→ What is expected: Turn the records into a two-column CSV with the headers instruction and output, one row per record. Put each record's text and its answer in their own quoted fields, replace line breaks with spaces, and leave out the pictures.

→ Extracted records:
------------

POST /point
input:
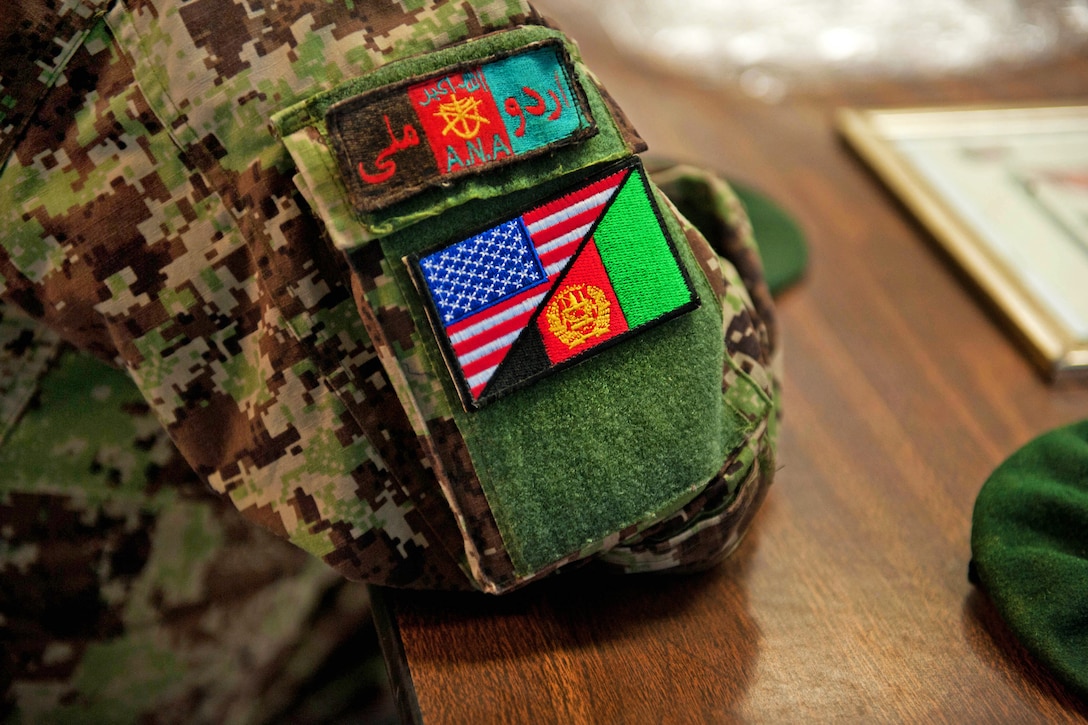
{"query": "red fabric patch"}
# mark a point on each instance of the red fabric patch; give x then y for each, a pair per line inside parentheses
(582, 311)
(460, 120)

------------

→ Finished task:
instruction,output
"POST /point input: {""query"": ""red fabric patch""} # mark a point on each instance of the red fabric patch; give x then y for each, a pair per line inside parentheses","(582, 311) (460, 120)"